[[ DATA PROVIDED open ]]

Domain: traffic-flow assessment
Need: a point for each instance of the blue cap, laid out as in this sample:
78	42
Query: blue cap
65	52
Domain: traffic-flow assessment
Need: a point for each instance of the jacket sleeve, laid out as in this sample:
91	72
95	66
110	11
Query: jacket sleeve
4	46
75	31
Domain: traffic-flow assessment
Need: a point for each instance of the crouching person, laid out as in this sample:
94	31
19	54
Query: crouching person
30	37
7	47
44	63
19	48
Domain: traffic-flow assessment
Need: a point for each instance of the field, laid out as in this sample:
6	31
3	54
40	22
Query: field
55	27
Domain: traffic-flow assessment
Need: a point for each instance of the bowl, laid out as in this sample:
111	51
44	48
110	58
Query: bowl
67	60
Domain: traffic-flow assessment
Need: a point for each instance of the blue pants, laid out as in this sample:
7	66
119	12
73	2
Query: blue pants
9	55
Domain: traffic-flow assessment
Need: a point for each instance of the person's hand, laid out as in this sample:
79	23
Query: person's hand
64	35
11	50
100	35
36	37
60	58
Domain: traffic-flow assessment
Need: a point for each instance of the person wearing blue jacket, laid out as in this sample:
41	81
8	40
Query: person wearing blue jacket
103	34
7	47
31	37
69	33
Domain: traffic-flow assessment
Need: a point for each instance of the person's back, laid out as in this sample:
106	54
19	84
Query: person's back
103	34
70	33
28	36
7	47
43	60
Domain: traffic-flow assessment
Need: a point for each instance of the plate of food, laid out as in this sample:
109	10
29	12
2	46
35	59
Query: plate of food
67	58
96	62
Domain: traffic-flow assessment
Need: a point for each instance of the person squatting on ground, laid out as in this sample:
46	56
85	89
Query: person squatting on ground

[[ DATA PROVIDED closed ]]

YOUR INSTRUCTIONS:
Return all entries exactly.

RESULT:
Domain: traffic-flow assessment
Need: a point for each instance of the blue cap, laid out as in this sample:
78	42
Query: blue cap
65	52
Domain: traffic-flow assessment
Need: a point for each instance of the jacket sleeve, laid out as in this sample:
91	72
95	66
110	11
Query: jacket sleeve
4	46
75	31
Domain: traffic-flow assessment
Need: a point for each instance of the crouching person, laid out as in this sample:
94	31
19	54
Query: crouching person
30	37
7	47
44	63
19	48
Domain: traffic-flow assessment
Need: a point for each instance of the field, laid out as in this sample:
6	31
3	54
40	22
Query: field
55	27
Domain: traffic-flow assessment
Need: a point for each instance of the bowl, laid out as in this sample:
111	51
44	48
110	58
Query: bowl
67	60
Domain: traffic-flow assessment
Need: a point for each instance of the blue pants, laid out as in this sample:
7	66
119	12
73	2
Query: blue pants
9	55
Domain: traffic-flow assessment
Need: a point for each instance of the person's hand, laid out as in this sample:
79	23
Query: person's hand
64	35
11	50
100	35
36	37
60	58
Domain: traffic-flow assessment
Need: a point for each instance of the person wearing blue jacket, laid out as in this sample:
41	81
8	40
Query: person wearing blue jacket
103	34
7	47
31	37
69	33
Domain: traffic-flow assessment
Need: a point for each instance of the person's back, laid out as in this sample:
106	54
19	84
Query: person's back
103	34
70	33
28	36
7	47
43	60
Domain: traffic-flow assessment
Need: a point for each instance of the plate of food, laid out as in this sample:
109	10
29	12
2	46
35	59
Query: plate of food
67	58
96	62
Domain: traffic-flow assessment
Need: a point for each instance of the person squatting on ground, laid out as in this sample:
46	56
85	89
Query: person squatting on ground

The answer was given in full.